**READING TEXT**
-------------------------
What are trees worth?

2048px-The_Mall_&_Literary_Walk,_Central_Park,_Manhattan,_NYC

Trees and people, happy together. The Mall and Literary Walk, Central Park, NYC. Photo by Ahodges7.

Trees are dying all over Los Angeles, because of the drought. No one seems to think they need to be watered.

Trees which are not simply dying of thirst are being ripped out and replaced with “water saving landscapes” of succulents, cactus and gravel.

Both of these trends are disturbing, and are the result of ignorance more than bad intent. Our culture as a whole is green blind if not outright biophobic. I’ve come to understand that most people don’t even really see plants, except as a vague green background to their busy lives, and even fewer people understand plants and the value they bring to our lives and the world at large.

I’ve been traveling a lot this summer, taking refuge in green places which restore the soul. Returning to LA has been hard, because all of the plant life here is so very stressed. When I’m outside, it’s almost as if I can hear a constant, low-level cry of misery from the land, and that pain resonates in me, creating a deep sense of helplessness and sorrow. My strategy for dealing with this for the past couple of weeks has been to hide indoors and bury myself in books–to just shut down.

But I seem to have run into the limits of self-pity, and now I’m trying to figure out what I can do to help the situation. This post is a small gesture in that direction. I’m beginning with trees, because they are the lynchpin of the loving landscape.

In defense of trees

Shrubs and annuals come and go. Trees are long term residents of the landscape, surveyors of our lives. Above and below ground they knit together communities on many levels. They deserve special attention. They deserve to be valued and cherished for what they are, more than simply what they do for us. That said, they do a whole heck of a lot for us:

  • In mercenary, real estate terms, trees create street appeal and bump up property values by thousands of dollars. This, though, is the least part of their true value.
-------------------------
**MATERIAL SUPPLIED**
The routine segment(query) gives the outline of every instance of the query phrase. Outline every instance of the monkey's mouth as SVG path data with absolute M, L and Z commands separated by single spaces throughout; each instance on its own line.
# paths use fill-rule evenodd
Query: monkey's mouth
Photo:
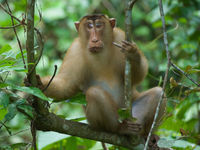
M 102 50 L 103 46 L 93 46 L 89 47 L 90 52 L 92 53 L 98 53 Z

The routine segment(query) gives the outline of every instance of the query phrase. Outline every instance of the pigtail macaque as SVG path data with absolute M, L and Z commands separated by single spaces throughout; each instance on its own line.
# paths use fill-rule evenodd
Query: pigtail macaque
M 136 44 L 125 41 L 125 34 L 115 27 L 115 19 L 104 15 L 88 15 L 75 23 L 78 38 L 63 60 L 59 73 L 45 90 L 45 95 L 57 101 L 66 100 L 78 92 L 86 95 L 86 117 L 97 130 L 119 134 L 146 135 L 149 132 L 160 87 L 138 93 L 135 86 L 147 74 L 147 60 Z M 113 45 L 121 43 L 123 49 Z M 117 110 L 125 107 L 125 57 L 132 62 L 133 110 L 136 122 L 119 122 Z M 41 78 L 43 87 L 50 77 Z M 163 115 L 165 101 L 160 116 Z

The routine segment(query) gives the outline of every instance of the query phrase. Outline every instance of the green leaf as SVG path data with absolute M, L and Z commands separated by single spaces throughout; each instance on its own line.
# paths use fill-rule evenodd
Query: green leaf
M 10 145 L 11 148 L 13 149 L 22 149 L 22 147 L 25 148 L 25 146 L 27 146 L 29 143 L 15 143 L 15 144 L 12 144 Z
M 8 107 L 8 113 L 6 114 L 5 119 L 7 121 L 9 121 L 9 120 L 13 119 L 16 114 L 17 114 L 16 105 L 10 104 L 9 107 Z
M 4 45 L 1 49 L 0 49 L 0 54 L 8 52 L 12 49 L 12 47 L 8 44 Z
M 77 149 L 77 140 L 76 137 L 69 137 L 67 138 L 66 149 Z
M 4 108 L 9 105 L 9 95 L 3 91 L 0 91 L 0 105 L 3 105 Z
M 35 87 L 25 87 L 25 86 L 16 86 L 16 85 L 9 85 L 12 89 L 22 91 L 25 93 L 29 93 L 31 95 L 34 95 L 42 100 L 52 102 L 51 99 L 47 98 L 40 89 Z
M 161 148 L 171 148 L 175 142 L 176 140 L 168 140 L 168 139 L 161 138 L 157 144 Z
M 80 118 L 75 118 L 75 119 L 71 119 L 71 121 L 83 121 L 86 120 L 86 117 L 80 117 Z
M 131 111 L 127 108 L 118 109 L 118 114 L 121 120 L 132 118 Z
M 86 104 L 85 95 L 83 93 L 78 93 L 77 95 L 70 98 L 69 102 L 85 105 Z
M 29 116 L 33 118 L 33 108 L 29 105 L 17 105 L 17 108 L 24 110 Z
M 7 109 L 6 108 L 3 108 L 1 105 L 0 105 L 0 120 L 3 120 L 5 115 L 8 113 Z

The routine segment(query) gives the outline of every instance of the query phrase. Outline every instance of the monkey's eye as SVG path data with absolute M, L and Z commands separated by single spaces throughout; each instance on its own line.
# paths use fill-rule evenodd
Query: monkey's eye
M 97 22 L 95 25 L 96 25 L 97 28 L 101 28 L 103 26 L 103 23 L 102 22 Z
M 93 28 L 93 24 L 92 24 L 92 23 L 88 23 L 88 24 L 87 24 L 87 28 L 88 28 L 88 29 Z

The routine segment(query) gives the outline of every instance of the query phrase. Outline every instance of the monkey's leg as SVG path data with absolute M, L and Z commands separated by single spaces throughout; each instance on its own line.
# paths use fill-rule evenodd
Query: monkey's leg
M 99 86 L 86 92 L 86 117 L 92 128 L 115 132 L 118 128 L 117 104 L 108 92 Z
M 140 126 L 130 121 L 118 121 L 118 106 L 112 96 L 101 87 L 86 92 L 86 117 L 91 127 L 119 134 L 135 134 Z
M 136 122 L 142 125 L 141 134 L 146 136 L 151 128 L 156 107 L 161 98 L 162 88 L 155 87 L 140 94 L 132 104 L 132 116 Z M 166 98 L 164 98 L 156 124 L 161 120 L 166 107 Z

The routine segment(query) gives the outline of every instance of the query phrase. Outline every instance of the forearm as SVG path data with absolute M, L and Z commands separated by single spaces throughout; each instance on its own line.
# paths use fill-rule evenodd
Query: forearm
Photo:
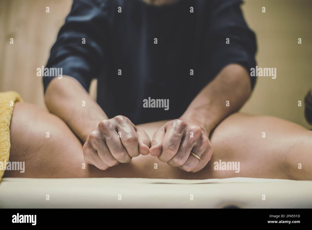
M 80 84 L 70 77 L 53 79 L 47 89 L 45 99 L 49 110 L 61 118 L 84 142 L 100 121 L 108 119 Z
M 240 65 L 227 66 L 199 93 L 180 118 L 193 121 L 207 133 L 238 110 L 251 92 L 249 75 Z M 227 101 L 229 106 L 226 106 Z

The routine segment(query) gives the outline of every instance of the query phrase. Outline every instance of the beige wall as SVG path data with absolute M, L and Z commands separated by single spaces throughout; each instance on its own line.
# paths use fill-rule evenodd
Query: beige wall
M 17 91 L 25 101 L 44 107 L 36 69 L 46 64 L 71 3 L 70 0 L 0 1 L 0 91 Z M 304 107 L 297 104 L 312 86 L 312 1 L 246 0 L 242 9 L 257 36 L 258 66 L 276 68 L 277 77 L 259 77 L 242 111 L 310 127 L 304 119 Z M 13 44 L 9 43 L 11 38 Z M 302 44 L 298 44 L 298 38 Z

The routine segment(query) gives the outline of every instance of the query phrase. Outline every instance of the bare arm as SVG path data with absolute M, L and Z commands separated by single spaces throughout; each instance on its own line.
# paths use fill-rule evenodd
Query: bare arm
M 229 65 L 199 93 L 180 119 L 197 124 L 209 134 L 223 119 L 241 108 L 251 90 L 246 69 L 237 64 Z
M 128 118 L 108 119 L 100 106 L 75 79 L 54 79 L 46 93 L 49 110 L 61 118 L 85 143 L 85 160 L 105 170 L 132 158 L 149 154 L 150 140 Z M 85 106 L 82 106 L 83 101 Z
M 168 121 L 154 134 L 151 154 L 187 171 L 201 170 L 213 152 L 208 138 L 210 132 L 239 109 L 251 91 L 250 80 L 245 68 L 238 64 L 226 66 L 199 93 L 179 119 Z M 229 106 L 226 106 L 227 101 Z
M 71 77 L 51 81 L 45 99 L 49 110 L 61 118 L 84 142 L 99 122 L 108 119 L 80 83 Z M 82 101 L 85 101 L 85 107 Z

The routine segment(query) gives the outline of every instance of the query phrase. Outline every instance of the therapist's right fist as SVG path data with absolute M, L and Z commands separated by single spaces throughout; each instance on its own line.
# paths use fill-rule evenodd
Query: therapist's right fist
M 100 122 L 83 146 L 85 160 L 102 170 L 148 155 L 151 141 L 146 133 L 123 116 Z

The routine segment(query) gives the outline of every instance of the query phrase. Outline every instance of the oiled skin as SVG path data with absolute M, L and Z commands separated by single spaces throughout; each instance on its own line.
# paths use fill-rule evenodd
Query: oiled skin
M 151 137 L 165 121 L 139 125 Z M 233 114 L 210 137 L 214 149 L 206 166 L 188 172 L 150 155 L 105 170 L 85 164 L 82 145 L 60 118 L 31 104 L 17 103 L 10 127 L 9 161 L 25 161 L 25 171 L 6 171 L 4 177 L 112 177 L 204 179 L 243 177 L 312 180 L 312 131 L 268 116 Z M 46 137 L 49 132 L 50 137 Z M 263 132 L 266 138 L 262 137 Z M 239 161 L 240 171 L 214 170 L 213 162 Z M 298 164 L 302 164 L 298 169 Z M 155 164 L 157 163 L 157 169 Z

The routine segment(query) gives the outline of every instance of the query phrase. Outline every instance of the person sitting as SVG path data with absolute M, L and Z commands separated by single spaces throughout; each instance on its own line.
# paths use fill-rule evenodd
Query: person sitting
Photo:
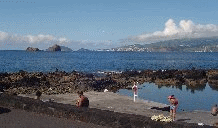
M 217 104 L 215 104 L 215 105 L 212 107 L 212 109 L 211 109 L 211 114 L 212 114 L 213 116 L 217 116 L 217 114 L 218 114 L 218 107 L 217 107 Z
M 89 107 L 89 99 L 83 95 L 82 91 L 78 91 L 77 93 L 80 98 L 77 102 L 77 107 Z
M 42 92 L 40 92 L 39 90 L 36 92 L 36 99 L 40 100 L 40 96 L 42 95 Z

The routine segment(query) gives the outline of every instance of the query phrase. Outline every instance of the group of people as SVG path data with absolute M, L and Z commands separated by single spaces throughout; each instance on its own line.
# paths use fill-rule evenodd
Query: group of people
M 137 95 L 137 86 L 135 83 L 134 83 L 134 86 L 132 89 L 134 91 L 134 95 Z M 82 91 L 78 91 L 77 93 L 79 96 L 79 100 L 77 101 L 77 106 L 78 107 L 88 107 L 89 106 L 89 99 L 83 95 Z M 177 110 L 178 104 L 179 104 L 178 99 L 175 98 L 174 95 L 170 95 L 170 96 L 168 96 L 168 101 L 170 103 L 170 117 L 173 121 L 175 121 L 176 110 Z M 217 104 L 212 107 L 211 114 L 213 116 L 217 116 L 217 114 L 218 114 Z

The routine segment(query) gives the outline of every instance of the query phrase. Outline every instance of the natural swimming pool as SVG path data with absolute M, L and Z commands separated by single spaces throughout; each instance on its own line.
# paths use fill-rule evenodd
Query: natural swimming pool
M 193 111 L 203 110 L 210 111 L 214 104 L 218 104 L 218 91 L 213 90 L 208 83 L 204 89 L 191 90 L 182 85 L 175 86 L 158 86 L 154 83 L 144 83 L 138 85 L 138 96 L 140 99 L 169 104 L 167 97 L 175 95 L 179 100 L 178 111 Z M 118 94 L 133 97 L 133 91 L 127 89 L 120 89 Z

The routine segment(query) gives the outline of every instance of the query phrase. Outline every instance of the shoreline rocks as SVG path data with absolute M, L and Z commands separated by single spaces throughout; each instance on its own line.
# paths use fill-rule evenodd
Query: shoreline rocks
M 121 73 L 105 72 L 103 75 L 82 72 L 34 72 L 0 73 L 0 90 L 15 94 L 30 94 L 41 91 L 44 94 L 65 94 L 82 91 L 116 92 L 139 84 L 152 82 L 158 86 L 186 85 L 191 90 L 202 90 L 206 83 L 218 90 L 218 70 L 144 70 Z

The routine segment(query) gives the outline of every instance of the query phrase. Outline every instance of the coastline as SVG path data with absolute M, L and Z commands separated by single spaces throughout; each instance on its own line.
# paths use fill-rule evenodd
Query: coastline
M 116 93 L 121 88 L 128 88 L 134 81 L 139 84 L 153 82 L 160 86 L 180 86 L 186 84 L 191 89 L 202 89 L 206 82 L 210 87 L 217 90 L 218 70 L 167 70 L 167 71 L 126 71 L 122 73 L 105 72 L 103 76 L 85 74 L 81 72 L 51 72 L 28 73 L 1 73 L 1 91 L 9 95 L 35 97 L 37 90 L 42 92 L 42 101 L 46 103 L 54 99 L 57 103 L 75 105 L 78 90 L 84 91 L 90 99 L 90 108 L 107 110 L 123 114 L 135 114 L 150 119 L 153 115 L 169 112 L 151 109 L 152 107 L 164 108 L 166 105 L 144 100 L 133 102 L 131 97 L 121 96 Z M 103 92 L 108 89 L 109 92 Z M 217 119 L 210 112 L 179 112 L 176 123 L 203 123 L 212 126 Z M 140 117 L 141 118 L 141 117 Z
M 168 106 L 158 102 L 145 102 L 140 99 L 133 102 L 133 98 L 113 92 L 91 91 L 84 93 L 84 95 L 86 95 L 90 100 L 90 108 L 109 110 L 118 113 L 136 114 L 146 117 L 161 114 L 169 116 L 168 111 L 151 109 L 152 107 L 164 108 Z M 34 98 L 34 94 L 20 96 Z M 49 99 L 54 99 L 54 102 L 75 105 L 77 98 L 77 94 L 58 94 L 42 95 L 41 100 L 48 101 Z M 213 124 L 217 121 L 217 117 L 212 116 L 209 111 L 178 112 L 176 120 L 178 123 L 203 123 L 204 125 L 213 126 Z

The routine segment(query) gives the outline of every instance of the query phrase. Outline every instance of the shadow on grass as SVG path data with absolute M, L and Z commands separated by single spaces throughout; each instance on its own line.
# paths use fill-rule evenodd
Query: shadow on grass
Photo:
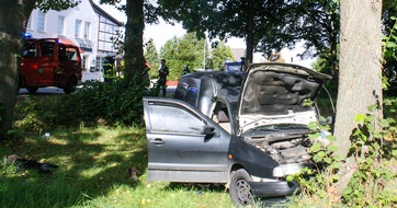
M 0 207 L 83 206 L 105 196 L 120 185 L 135 188 L 128 167 L 147 169 L 146 138 L 143 131 L 122 131 L 103 138 L 103 131 L 60 130 L 46 139 L 27 138 L 0 142 L 0 155 L 19 154 L 26 159 L 59 165 L 52 174 L 14 172 L 0 162 Z M 56 139 L 53 139 L 56 138 Z

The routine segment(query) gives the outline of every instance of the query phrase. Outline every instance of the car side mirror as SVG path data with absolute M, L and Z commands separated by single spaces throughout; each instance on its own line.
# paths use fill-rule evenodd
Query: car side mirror
M 215 128 L 212 126 L 203 126 L 201 130 L 202 135 L 205 136 L 214 136 L 215 135 Z

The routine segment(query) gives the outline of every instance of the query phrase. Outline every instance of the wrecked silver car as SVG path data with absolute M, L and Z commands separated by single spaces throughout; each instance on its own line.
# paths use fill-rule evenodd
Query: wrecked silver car
M 144 97 L 148 181 L 220 183 L 231 200 L 286 196 L 287 175 L 313 165 L 319 120 L 315 101 L 329 76 L 290 63 L 246 72 L 202 71 L 179 82 L 173 99 Z

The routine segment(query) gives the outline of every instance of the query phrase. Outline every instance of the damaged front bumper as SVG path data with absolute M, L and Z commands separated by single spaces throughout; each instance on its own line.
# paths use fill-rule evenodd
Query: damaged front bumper
M 248 182 L 251 192 L 257 197 L 287 196 L 297 192 L 296 182 Z

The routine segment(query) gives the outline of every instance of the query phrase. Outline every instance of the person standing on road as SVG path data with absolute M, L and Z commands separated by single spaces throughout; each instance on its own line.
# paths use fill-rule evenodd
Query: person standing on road
M 161 62 L 160 62 L 160 68 L 159 68 L 159 80 L 158 80 L 158 85 L 160 88 L 160 90 L 162 91 L 162 96 L 166 96 L 166 83 L 167 83 L 167 76 L 169 73 L 169 69 L 166 65 L 166 59 L 161 59 Z

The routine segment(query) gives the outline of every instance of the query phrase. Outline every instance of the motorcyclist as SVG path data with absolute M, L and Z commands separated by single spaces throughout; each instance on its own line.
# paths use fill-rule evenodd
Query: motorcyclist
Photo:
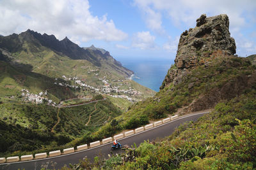
M 118 146 L 118 142 L 117 141 L 116 139 L 115 139 L 115 141 L 113 141 L 113 144 L 116 148 Z

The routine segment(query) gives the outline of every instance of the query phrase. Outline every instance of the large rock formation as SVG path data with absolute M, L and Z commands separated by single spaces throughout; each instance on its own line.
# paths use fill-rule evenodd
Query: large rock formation
M 236 53 L 236 43 L 228 31 L 229 20 L 223 14 L 196 20 L 196 26 L 180 35 L 175 64 L 169 69 L 161 89 L 171 83 L 176 85 L 196 66 L 207 66 L 212 57 Z

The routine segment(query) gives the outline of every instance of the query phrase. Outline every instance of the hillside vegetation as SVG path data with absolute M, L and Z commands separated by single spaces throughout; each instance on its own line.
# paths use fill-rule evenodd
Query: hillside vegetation
M 108 160 L 76 166 L 104 169 L 253 169 L 256 167 L 256 88 L 196 122 L 179 127 L 161 141 L 145 141 Z M 62 168 L 61 169 L 67 169 Z
M 77 168 L 104 169 L 255 169 L 256 66 L 254 56 L 234 55 L 236 43 L 227 15 L 202 15 L 196 26 L 180 35 L 175 64 L 161 90 L 129 107 L 94 133 L 133 129 L 168 115 L 211 109 L 170 136 L 134 145 L 108 160 L 81 161 Z M 108 134 L 108 135 L 111 135 Z M 67 168 L 63 168 L 66 169 Z
M 155 94 L 98 49 L 31 30 L 0 37 L 0 157 L 89 143 L 132 102 Z

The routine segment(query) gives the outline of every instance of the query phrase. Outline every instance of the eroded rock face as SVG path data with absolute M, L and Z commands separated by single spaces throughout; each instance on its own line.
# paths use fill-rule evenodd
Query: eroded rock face
M 174 66 L 169 69 L 161 89 L 170 83 L 176 85 L 194 67 L 207 66 L 210 58 L 236 53 L 236 43 L 228 31 L 229 20 L 225 14 L 196 20 L 196 26 L 182 32 Z

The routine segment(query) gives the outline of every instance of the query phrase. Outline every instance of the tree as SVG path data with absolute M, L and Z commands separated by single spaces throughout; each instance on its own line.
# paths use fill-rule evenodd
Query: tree
M 112 127 L 114 129 L 114 131 L 115 131 L 116 130 L 116 127 L 118 124 L 118 122 L 116 121 L 116 120 L 115 120 L 114 118 L 113 120 L 112 120 L 112 121 L 110 123 L 110 124 L 111 125 Z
-------------------------
**WHAT IS BEING ASKED**
In the text on the worth of trees, what are trees in Los Angeles being ripped out and replaced with?

**WORKED ANSWER**
They are being replaced with "water saving landscapes" of succulents, cactus and gravel.